▸ REQUIREMENT
Write each entry out again exactly, with nothing omitted.

[Records from a data collection]
=== Section Start ===

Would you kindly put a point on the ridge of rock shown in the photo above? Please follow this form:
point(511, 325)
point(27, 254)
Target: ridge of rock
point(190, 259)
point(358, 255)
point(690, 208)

=== Section End ===

▸ WRITTEN ANSWER
Would you kindly put a point on the ridge of rock shown in the photo above? Please follow this form:
point(511, 325)
point(27, 254)
Target: ridge of rock
point(190, 259)
point(358, 255)
point(690, 208)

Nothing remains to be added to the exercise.